====== Records provided

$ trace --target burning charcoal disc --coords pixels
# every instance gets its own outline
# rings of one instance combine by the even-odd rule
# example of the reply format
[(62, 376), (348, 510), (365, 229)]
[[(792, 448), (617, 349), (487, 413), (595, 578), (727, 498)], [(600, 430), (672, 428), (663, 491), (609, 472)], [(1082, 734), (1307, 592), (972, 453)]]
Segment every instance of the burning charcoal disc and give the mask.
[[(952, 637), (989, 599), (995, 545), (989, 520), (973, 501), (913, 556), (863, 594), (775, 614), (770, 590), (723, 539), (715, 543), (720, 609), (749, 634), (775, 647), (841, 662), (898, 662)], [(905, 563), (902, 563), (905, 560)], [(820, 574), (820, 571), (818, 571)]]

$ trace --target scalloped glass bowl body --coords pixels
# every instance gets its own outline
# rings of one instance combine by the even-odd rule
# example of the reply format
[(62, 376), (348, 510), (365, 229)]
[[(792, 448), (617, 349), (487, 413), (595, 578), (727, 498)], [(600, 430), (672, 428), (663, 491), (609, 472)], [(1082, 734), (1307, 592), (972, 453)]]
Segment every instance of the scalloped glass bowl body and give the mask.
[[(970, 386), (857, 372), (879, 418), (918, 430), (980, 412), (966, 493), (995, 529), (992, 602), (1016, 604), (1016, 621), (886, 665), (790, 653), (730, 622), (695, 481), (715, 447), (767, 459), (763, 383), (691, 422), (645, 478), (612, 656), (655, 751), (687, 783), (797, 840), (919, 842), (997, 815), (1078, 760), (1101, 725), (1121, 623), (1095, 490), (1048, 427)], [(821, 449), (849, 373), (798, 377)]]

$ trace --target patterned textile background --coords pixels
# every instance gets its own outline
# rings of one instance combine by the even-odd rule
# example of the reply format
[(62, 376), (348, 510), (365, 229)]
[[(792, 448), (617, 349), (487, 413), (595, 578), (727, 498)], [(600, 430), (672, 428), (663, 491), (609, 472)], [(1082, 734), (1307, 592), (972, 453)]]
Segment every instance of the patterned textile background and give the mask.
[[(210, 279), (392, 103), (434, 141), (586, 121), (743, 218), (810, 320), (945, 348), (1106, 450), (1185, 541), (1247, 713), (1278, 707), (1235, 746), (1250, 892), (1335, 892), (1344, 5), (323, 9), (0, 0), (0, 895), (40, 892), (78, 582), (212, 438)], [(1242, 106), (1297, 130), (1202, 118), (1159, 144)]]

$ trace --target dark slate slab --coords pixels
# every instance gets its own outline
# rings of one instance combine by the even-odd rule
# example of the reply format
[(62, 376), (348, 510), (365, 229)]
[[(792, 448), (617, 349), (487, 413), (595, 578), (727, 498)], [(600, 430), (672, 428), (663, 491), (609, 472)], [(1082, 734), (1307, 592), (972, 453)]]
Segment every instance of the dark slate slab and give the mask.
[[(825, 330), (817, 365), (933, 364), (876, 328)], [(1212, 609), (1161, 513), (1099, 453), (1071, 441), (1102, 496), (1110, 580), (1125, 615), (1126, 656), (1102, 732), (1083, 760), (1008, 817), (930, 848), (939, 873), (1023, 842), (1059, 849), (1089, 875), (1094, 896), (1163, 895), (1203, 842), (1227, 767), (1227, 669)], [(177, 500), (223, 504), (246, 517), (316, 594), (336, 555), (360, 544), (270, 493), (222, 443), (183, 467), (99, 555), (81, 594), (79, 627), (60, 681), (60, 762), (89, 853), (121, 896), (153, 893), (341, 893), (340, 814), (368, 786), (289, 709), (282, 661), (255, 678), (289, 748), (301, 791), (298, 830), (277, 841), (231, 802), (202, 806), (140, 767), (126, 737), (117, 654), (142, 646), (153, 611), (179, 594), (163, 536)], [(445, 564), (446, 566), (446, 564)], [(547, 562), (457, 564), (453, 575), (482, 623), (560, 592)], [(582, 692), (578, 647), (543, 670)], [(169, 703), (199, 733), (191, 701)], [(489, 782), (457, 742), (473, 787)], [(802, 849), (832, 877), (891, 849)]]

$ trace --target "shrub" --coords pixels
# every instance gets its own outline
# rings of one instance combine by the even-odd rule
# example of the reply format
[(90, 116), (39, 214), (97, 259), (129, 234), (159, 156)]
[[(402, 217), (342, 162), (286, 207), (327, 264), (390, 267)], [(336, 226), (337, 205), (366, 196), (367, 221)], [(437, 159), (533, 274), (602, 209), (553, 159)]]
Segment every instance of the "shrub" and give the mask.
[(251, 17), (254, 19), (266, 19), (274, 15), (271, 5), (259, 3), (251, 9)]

============

Problem details: Output the full listing without altering anything.

Solution for this exercise:
$ trace --target burning charcoal disc --coords pixels
# every instance gets its own outline
# rings of one instance combine by the even-odd rule
# example of the reply format
[(62, 376), (348, 510), (365, 229)]
[[(792, 448), (617, 349), (487, 413), (595, 578), (727, 498)], [(600, 430), (672, 428), (663, 491), (609, 472)], [(1082, 734), (1307, 592), (972, 453)]]
Segment every instance of the burning charcoal disc and give the mask.
[[(952, 637), (989, 599), (995, 545), (989, 520), (973, 501), (913, 556), (863, 594), (775, 614), (770, 590), (723, 539), (715, 543), (720, 609), (749, 634), (775, 647), (841, 662), (898, 662)], [(905, 563), (902, 563), (905, 560)], [(820, 574), (820, 571), (818, 571)]]

$ trace --target scalloped glass bowl body --coords pixels
# every instance gets its own outline
# rings of one instance combine by the even-odd rule
# example of the reply format
[(62, 376), (348, 510), (365, 229)]
[[(792, 448), (617, 349), (487, 413), (595, 578), (727, 498)], [(600, 430), (672, 428), (663, 491), (609, 472)], [(1082, 734), (1307, 592), (972, 453)]]
Segment every instance of the scalloped glass bowl body and give the mask.
[[(970, 386), (857, 372), (879, 418), (918, 430), (980, 412), (966, 493), (995, 529), (992, 602), (1016, 604), (1016, 621), (886, 665), (790, 653), (730, 622), (695, 481), (715, 447), (767, 459), (763, 383), (691, 422), (645, 478), (612, 656), (655, 751), (687, 783), (797, 840), (919, 842), (997, 815), (1078, 760), (1101, 725), (1121, 623), (1095, 490), (1048, 427)], [(821, 449), (849, 373), (798, 377)]]

$ trace --target patterned textile background --coords pixels
# every instance gets its own outline
# rings of one instance combine by the even-odd rule
# example of the reply format
[(62, 376), (348, 510), (365, 229)]
[[(792, 448), (617, 349), (487, 413), (595, 578), (727, 498)], [(600, 430), (672, 428), (663, 491), (609, 472)], [(1082, 734), (1307, 592), (972, 453)]]
Segment every instance of the patterned textile background and give the mask.
[[(210, 279), (392, 103), (434, 141), (586, 121), (743, 218), (810, 320), (945, 348), (1106, 450), (1185, 541), (1247, 713), (1278, 707), (1235, 746), (1250, 892), (1335, 892), (1344, 5), (323, 9), (0, 0), (0, 895), (40, 892), (78, 582), (212, 438)], [(1242, 106), (1297, 130), (1202, 118), (1159, 144)]]

$ trace --target dark slate slab --coords pixels
# every instance gets its own outline
# rings of one instance combine by the even-odd rule
# example of the reply format
[(62, 376), (348, 510), (365, 229)]
[[(792, 448), (617, 349), (487, 413), (595, 578), (727, 498)], [(600, 430), (672, 428), (663, 491), (609, 472)], [(1082, 734), (1307, 592), (972, 453)]]
Segment every instance of the dark slate slab and give the mask.
[[(825, 330), (817, 365), (933, 364), (876, 328)], [(1212, 609), (1161, 513), (1099, 453), (1071, 441), (1102, 496), (1110, 580), (1125, 615), (1126, 656), (1102, 732), (1083, 760), (1008, 817), (930, 848), (939, 873), (1023, 842), (1059, 849), (1089, 875), (1094, 896), (1163, 895), (1203, 842), (1227, 767), (1227, 669)], [(177, 500), (223, 504), (246, 517), (316, 594), (336, 555), (360, 544), (270, 493), (222, 443), (183, 467), (99, 555), (81, 594), (79, 627), (60, 681), (60, 762), (89, 853), (121, 896), (153, 893), (341, 893), (340, 814), (368, 786), (289, 709), (282, 661), (255, 678), (289, 748), (301, 791), (298, 830), (277, 841), (231, 802), (202, 806), (140, 767), (126, 737), (117, 654), (142, 646), (153, 611), (179, 594), (163, 536)], [(445, 564), (446, 566), (446, 564)], [(547, 562), (457, 564), (453, 575), (482, 623), (560, 592)], [(582, 692), (578, 647), (543, 670)], [(169, 703), (199, 733), (191, 701)], [(489, 782), (457, 742), (473, 787)], [(802, 849), (832, 877), (891, 849)]]

$ trace --target "shrub" --coords pixels
# every instance gets its own outline
# rings of one instance combine by the even-odd rule
# example of the reply format
[(90, 116), (39, 214), (97, 259), (129, 234), (159, 156)]
[[(402, 217), (342, 162), (286, 207), (327, 264), (390, 267)], [(336, 226), (337, 205), (366, 196), (367, 221)], [(437, 159), (533, 274), (602, 209), (553, 159)]]
Segment every instance of the "shrub" and give the mask.
[(251, 17), (254, 19), (266, 19), (274, 15), (271, 5), (259, 3), (251, 9)]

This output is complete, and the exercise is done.